▶ **Data supplied**
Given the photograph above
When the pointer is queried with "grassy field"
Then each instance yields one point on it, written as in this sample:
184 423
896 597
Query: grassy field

▶ **Your goal**
Please write out every line of the listing above, keeping each one identical to the original.

▶ **Solution to the problem**
Given the photograph above
When the pointer is queried with "grassy field"
Then each instance yields one point on it, written as in this sample:
184 423
896 597
Query: grassy field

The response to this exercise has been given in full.